··· INPUT DATA ···

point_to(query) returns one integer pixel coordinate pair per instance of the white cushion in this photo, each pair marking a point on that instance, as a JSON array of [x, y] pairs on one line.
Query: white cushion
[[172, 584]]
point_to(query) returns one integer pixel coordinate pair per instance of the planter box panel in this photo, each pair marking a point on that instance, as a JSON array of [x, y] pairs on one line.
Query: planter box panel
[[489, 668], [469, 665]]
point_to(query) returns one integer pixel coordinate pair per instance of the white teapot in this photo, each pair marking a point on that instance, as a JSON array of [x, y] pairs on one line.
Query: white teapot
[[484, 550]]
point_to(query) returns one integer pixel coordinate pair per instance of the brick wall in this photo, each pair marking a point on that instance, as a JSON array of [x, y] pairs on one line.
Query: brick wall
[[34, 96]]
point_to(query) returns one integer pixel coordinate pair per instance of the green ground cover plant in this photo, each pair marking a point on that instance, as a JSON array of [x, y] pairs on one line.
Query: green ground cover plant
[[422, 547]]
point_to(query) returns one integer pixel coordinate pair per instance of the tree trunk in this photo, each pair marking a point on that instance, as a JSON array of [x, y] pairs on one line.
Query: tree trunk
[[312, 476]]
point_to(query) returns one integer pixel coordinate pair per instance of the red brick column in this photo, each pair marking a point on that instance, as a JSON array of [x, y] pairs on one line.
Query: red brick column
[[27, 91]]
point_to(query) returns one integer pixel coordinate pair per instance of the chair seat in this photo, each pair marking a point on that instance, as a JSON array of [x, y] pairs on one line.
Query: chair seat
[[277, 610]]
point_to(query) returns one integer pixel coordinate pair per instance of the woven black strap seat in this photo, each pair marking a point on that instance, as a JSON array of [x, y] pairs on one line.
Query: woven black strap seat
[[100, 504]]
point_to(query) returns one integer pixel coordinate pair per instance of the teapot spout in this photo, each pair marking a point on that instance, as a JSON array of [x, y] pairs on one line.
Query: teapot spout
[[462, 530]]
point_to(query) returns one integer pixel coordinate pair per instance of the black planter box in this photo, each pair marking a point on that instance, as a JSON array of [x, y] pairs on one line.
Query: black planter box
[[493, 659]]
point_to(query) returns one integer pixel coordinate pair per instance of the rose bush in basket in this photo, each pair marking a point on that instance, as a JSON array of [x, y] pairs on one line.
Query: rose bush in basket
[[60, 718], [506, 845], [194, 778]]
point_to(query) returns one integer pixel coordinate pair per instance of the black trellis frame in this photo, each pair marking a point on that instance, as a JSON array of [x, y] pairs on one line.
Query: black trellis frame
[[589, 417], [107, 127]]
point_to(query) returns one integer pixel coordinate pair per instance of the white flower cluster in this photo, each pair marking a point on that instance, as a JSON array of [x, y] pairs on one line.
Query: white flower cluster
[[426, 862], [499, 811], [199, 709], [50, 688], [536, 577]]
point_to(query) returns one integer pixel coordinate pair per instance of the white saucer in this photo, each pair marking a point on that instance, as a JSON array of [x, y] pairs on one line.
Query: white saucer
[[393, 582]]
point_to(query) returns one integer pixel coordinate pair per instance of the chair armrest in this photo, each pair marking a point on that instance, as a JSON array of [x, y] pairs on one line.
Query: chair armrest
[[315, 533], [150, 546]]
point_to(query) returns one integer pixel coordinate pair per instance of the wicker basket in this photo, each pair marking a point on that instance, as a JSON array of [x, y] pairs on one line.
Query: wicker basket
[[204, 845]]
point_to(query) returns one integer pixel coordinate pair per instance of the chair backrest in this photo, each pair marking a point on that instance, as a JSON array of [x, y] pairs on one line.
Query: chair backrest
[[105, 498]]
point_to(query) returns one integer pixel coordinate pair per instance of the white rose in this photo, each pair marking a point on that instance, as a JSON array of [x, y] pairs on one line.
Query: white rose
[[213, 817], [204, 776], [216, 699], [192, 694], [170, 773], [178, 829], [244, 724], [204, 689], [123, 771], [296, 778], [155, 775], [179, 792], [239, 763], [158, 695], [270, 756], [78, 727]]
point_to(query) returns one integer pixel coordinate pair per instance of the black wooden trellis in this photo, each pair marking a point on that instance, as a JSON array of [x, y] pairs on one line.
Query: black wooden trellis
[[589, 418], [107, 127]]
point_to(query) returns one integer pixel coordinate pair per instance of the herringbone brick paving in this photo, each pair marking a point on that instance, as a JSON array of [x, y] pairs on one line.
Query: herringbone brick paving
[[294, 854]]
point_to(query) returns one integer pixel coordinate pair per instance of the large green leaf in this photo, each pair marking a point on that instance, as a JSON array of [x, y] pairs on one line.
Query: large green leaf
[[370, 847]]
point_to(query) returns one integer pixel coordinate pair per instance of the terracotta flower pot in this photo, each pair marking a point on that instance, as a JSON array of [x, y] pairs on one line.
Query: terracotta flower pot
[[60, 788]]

···

> **TASK BRIEF**
Reproduce all of the material above verbatim, line for line, with nothing added or left out.

> **FULL SOLUTION**
point_to(query) returns one integer pixel coordinate pair per instance of the white cushion in this photo, each pair marking a point on that instance, as a JSON array of [x, y] pairs on one line.
Query: white cushion
[[172, 584]]
point_to(query) returns one integer pixel coordinate pair per instance of the planter box panel in this photo, each pair marking a point on that instance, as a JSON array of [x, y] pairs on one line.
Query: planter box panel
[[489, 668], [469, 665]]
point_to(query) returns one integer pixel coordinate pair per instance of the white teapot in this photo, each pair marking a point on that instance, as a JSON array of [x, y] pairs on one line.
Query: white teapot
[[484, 550]]
point_to(query) returns one integer pixel coordinate pair per instance of the brick wall in this photo, each pair marking a point on that instance, as a JSON array of [x, y] pairs on one line.
Query: brick wall
[[34, 96]]
point_to(query) returns one integer pixel coordinate pair per instance of the green ground cover plant in this photo, each pair marking a point on that instance, as a JSON array of [x, y] pairs on one line.
Query: green ground cover plant
[[422, 547]]
point_to(query) returns one integer pixel coordinate pair per instance of the tree trunk in this photo, each pair marking a point on that instance, as a JSON array of [x, y] pairs on one line.
Query: tree trunk
[[312, 476]]
point_to(query) returns one integer pixel coordinate pair per instance of the red brick column in this photo, each pair marking a point on that instance, as a JSON array of [x, y] pairs on one line.
Query: red brick column
[[27, 91]]
point_to(query) returns one integer pixel coordinate pair per instance of the chair seat in this photo, each pair marking a point on that instance, as a JSON array of [x, y] pairs on one line.
Query: chair seat
[[277, 610]]
point_to(query) returns one integer pixel coordinate pair per instance of the woven black strap seat in this photo, each pair marking a point on that instance, as a JSON array of [x, y] pairs on one line.
Query: woven black strap seat
[[100, 504]]
point_to(query) returns one integer pixel coordinate pair per instance of the teapot spout in this photo, each pair marking a point on that instance, as a JSON array of [x, y] pairs on one line.
Query: teapot spout
[[462, 530]]
point_to(query) returns one integer pixel coordinate pair per instance of the black planter box in this photo, each pair marking a point on that instance, as a JSON array of [x, y] pairs on one line.
Query: black planter box
[[493, 659]]
point_to(query) returns one integer pixel coordinate pair per instance of the rose bush in basket in this photo, each pair marking a point on that instance, as a JSON array of [x, y] pairs on one line.
Query: rose bush in basket
[[60, 718], [506, 845], [194, 778]]
point_to(query) returns one integer pixel coordinate pair per instance of the black trellis frame in this photo, each pair marking a point on that instance, as a JSON array of [x, y] pairs on one line.
Query: black trellis frame
[[589, 417], [107, 127]]
point_to(query) returns one integer pixel coordinate pair per instance of the white flower cluster in this photo, each pair marking a point on that instance, as a JSON array of [x, y] pairs on one line.
Query: white flower cluster
[[426, 862], [499, 811], [199, 709], [50, 688], [536, 577]]
point_to(query) returns one integer pixel coordinate pair per instance of the white saucer in this photo, each pair marking a point on that instance, as a JSON array of [x, y] pairs on one line.
Query: white saucer
[[393, 582]]
point_to(query) returns one integer pixel coordinate pair per instance of the chair armrest in this photo, each pair marking a point on that instance, as a JSON array of [x, y] pairs on one line.
Query: chair armrest
[[315, 533], [150, 546]]
point_to(query) returns one integer pixel coordinate pair per instance of the wicker basket in this photo, each pair marking a point on that instance, as a JSON array of [x, y] pairs on one line.
Query: wicker basket
[[204, 845]]
point_to(query) returns one integer pixel coordinate pair per instance of the chair backrest in this photo, each pair marking a point on that instance, as a JSON array of [x, y] pairs on one line.
Query: chair backrest
[[105, 498]]
point_to(query) returns one integer pixel coordinate pair per instance of the white rose in this photo, each pair marking a point on that instance, as a JSON array of [x, y] pairs on one line.
Query: white rose
[[213, 817], [204, 776], [216, 699], [192, 694], [170, 773], [178, 829], [244, 724], [204, 689], [123, 771], [296, 778], [155, 775], [179, 792], [239, 763], [158, 695], [270, 756], [78, 727]]
point_to(query) returns one integer pixel coordinate pair per instance of the black wooden trellis in this photo, each pair marking a point on that instance, as a JSON array of [x, y] pairs on one line.
Query: black wooden trellis
[[589, 418], [107, 127]]
point_to(query) returns one integer pixel coordinate pair per instance of the herringbone brick paving in this photo, each pair marking a point on that instance, as a JSON array of [x, y] pairs on one line.
Query: herringbone brick paving
[[294, 854]]
point_to(query) returns one integer pixel coordinate pair per instance of the large green leaf in this photo, each pair marking a point on that instance, as a JSON array of [x, y] pairs on one line.
Query: large green leaf
[[370, 847]]
point_to(query) returns one integer pixel coordinate pair per instance of the terracotta flower pot in this photo, each pair marking a point on that instance, as a JSON array of [x, y] pairs on one line.
Query: terracotta flower pot
[[60, 788]]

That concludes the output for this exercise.